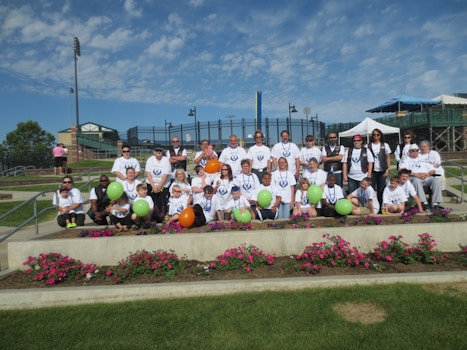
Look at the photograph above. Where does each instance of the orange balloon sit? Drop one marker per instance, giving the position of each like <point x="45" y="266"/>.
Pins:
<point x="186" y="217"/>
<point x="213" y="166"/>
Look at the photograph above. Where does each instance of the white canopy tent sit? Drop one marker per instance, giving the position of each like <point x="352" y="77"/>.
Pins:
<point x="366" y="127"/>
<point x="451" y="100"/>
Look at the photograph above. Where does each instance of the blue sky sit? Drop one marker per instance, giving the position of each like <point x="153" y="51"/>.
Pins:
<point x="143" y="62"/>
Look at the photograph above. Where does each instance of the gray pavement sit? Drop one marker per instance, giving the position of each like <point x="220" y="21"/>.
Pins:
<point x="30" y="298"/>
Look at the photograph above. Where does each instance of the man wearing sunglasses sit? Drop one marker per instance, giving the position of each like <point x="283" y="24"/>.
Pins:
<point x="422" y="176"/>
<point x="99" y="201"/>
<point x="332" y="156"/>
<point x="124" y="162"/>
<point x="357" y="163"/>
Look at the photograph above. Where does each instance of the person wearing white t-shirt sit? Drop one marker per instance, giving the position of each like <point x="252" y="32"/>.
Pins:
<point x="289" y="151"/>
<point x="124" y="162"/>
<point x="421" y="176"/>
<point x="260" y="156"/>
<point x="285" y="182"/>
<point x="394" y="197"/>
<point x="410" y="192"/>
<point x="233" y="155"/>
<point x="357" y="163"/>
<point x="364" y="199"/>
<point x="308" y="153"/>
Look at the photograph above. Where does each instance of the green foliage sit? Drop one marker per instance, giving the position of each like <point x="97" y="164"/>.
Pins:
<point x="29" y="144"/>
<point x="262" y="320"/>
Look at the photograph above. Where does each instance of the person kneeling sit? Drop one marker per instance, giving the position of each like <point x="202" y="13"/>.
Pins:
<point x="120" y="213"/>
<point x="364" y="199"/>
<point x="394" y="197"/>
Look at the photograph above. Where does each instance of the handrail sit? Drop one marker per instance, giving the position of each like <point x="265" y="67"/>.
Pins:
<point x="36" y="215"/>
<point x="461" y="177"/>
■ ■ ■ ■
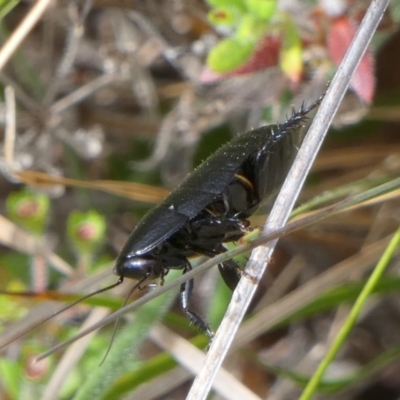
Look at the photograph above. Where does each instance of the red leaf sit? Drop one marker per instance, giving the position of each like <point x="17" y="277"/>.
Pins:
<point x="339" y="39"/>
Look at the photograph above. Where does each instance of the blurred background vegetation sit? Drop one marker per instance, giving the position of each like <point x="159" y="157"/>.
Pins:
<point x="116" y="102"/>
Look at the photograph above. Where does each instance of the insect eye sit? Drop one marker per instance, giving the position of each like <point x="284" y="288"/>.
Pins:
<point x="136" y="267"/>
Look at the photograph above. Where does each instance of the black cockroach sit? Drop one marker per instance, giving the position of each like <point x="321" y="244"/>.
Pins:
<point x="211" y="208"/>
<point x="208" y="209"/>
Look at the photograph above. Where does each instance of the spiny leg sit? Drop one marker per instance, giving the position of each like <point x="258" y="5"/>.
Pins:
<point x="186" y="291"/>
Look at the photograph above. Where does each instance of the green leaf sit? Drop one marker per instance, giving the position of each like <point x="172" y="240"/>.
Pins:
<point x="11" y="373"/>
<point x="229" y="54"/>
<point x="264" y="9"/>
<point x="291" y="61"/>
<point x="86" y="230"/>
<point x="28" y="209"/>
■ ■ ■ ■
> Given task
Show every line of the records above that contains the word "white", reproducing each such line in full.

> Solution
Look at the photograph above. Where does each instance of the white canopy tent sit? Drop one marker per instance, giving the position of each like <point x="352" y="77"/>.
Look at the photograph above. Where does each instance of the person wearing white t-shirt sit? Drop one marker per instance, giving the position of each like <point x="252" y="32"/>.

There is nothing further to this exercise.